-- Problem to work on --
Restate the full set of records exactly, without adding or dropping a word.

-- Data records --

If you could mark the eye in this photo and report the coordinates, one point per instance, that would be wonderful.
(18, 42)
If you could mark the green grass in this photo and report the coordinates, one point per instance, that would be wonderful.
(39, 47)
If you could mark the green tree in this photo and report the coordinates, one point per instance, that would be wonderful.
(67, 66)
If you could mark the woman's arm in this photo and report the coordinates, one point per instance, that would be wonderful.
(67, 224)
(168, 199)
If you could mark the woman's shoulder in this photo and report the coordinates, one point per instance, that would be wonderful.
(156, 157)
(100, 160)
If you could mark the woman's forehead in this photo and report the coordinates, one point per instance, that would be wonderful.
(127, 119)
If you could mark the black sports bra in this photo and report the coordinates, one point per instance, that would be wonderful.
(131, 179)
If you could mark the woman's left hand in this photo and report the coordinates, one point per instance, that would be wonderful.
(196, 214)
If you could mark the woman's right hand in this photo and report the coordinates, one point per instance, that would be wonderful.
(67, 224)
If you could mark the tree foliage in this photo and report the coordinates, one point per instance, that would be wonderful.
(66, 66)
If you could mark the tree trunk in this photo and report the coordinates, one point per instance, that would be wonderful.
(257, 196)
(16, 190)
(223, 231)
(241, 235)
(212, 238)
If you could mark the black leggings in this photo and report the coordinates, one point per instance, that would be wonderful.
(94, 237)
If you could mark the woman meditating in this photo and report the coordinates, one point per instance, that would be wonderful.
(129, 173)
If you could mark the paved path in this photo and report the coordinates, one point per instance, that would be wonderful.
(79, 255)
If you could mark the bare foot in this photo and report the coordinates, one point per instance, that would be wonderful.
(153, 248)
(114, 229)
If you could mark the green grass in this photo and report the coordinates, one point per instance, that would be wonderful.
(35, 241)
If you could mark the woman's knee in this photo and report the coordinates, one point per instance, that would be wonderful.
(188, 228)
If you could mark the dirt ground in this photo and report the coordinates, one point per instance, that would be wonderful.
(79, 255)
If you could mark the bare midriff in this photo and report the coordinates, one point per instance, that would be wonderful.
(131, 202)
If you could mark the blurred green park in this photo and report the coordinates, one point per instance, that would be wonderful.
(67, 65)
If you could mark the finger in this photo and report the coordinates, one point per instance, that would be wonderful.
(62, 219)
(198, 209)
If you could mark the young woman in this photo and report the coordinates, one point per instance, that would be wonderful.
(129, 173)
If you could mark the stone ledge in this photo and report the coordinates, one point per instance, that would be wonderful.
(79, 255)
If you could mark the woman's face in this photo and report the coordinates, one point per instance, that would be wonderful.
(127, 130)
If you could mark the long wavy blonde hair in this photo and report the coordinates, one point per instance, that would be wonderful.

-- Solution to this exercise --
If you could mark the eye in this photo and report the coordinates, one point per instance, that would be wonderful.
(18, 42)
If you could mark the green grass in this photo and report the coordinates, one point per instance, that would be wonderful.
(39, 47)
If you could mark the green tree in this photo and report the coordinates, one point per instance, that would be wonderful.
(67, 66)
If you could mark the woman's arm in this photo and report the coordinates, one point per instance, that would be wonderful.
(67, 224)
(168, 199)
If you could mark the woman's shoulder in this photo and report the coordinates, one point per instance, that would be wonderful.
(156, 157)
(100, 160)
If you could mark the woman's forehead in this photo and report the coordinates, one point per instance, that would be wonderful.
(127, 119)
If you could mark the black sports bra in this photo and report the coordinates, one point per instance, that would be wonderful.
(131, 179)
If you could mark the woman's left hand in this photo and report the coordinates, one point per instance, that would be wonderful.
(196, 214)
If you could mark the woman's right hand in this photo and report the coordinates, one point per instance, that would be wonderful.
(67, 224)
If you could mark the tree foliage in this photo and report the coordinates, one point per instance, that would be wonderful.
(66, 66)
If you could mark the tree trunk in this photo and report the coordinates, one point per instance, that would be wonderful.
(257, 196)
(16, 190)
(223, 231)
(241, 235)
(212, 238)
If you could mark the black leggings in this photo and report the coordinates, one point per instance, that would be wonderful.
(94, 237)
If you could mark the woman meditating in this photo and report the coordinates, one point per instance, that would be wonderful.
(129, 173)
If you could mark the paved path in this photo and report the coordinates, one point per instance, that would be wonderful.
(79, 255)
If you could mark the bare foot in this photo and report the coordinates, one point per instance, that would be wonderful.
(153, 248)
(114, 229)
If you could mark the green grass in this photo and report the coordinates, one point per instance, that would be wonderful.
(35, 241)
If you could mark the woman's knee in this photo and report the coordinates, one point per instance, that would be wonderful.
(188, 228)
If you could mark the dirt ground in this photo and report the coordinates, one point per instance, that would be wonderful.
(79, 255)
If you could mark the bare midriff in this photo and report the coordinates, one point per instance, that would be wonderful.
(131, 202)
If you could mark the blurred green park in this photo and report the coordinates, one point per instance, that would be wonderful.
(67, 65)
If you could mark the finger in this photo and report the coordinates, one point per instance, that would be wonderful.
(62, 219)
(198, 209)
If you could mark the young woman in this photo and report the coordinates, one point per instance, that would be wonderful.
(129, 173)
If you could mark the stone ledge in this photo and report the coordinates, one point per instance, that would be wonderful.
(79, 255)
If you could mark the woman's face in this photo and report the coordinates, one point per instance, that would be wonderful.
(127, 130)
If you could mark the long wavy blonde hair in this photo and report the coordinates, one point per instance, that would be wonderful.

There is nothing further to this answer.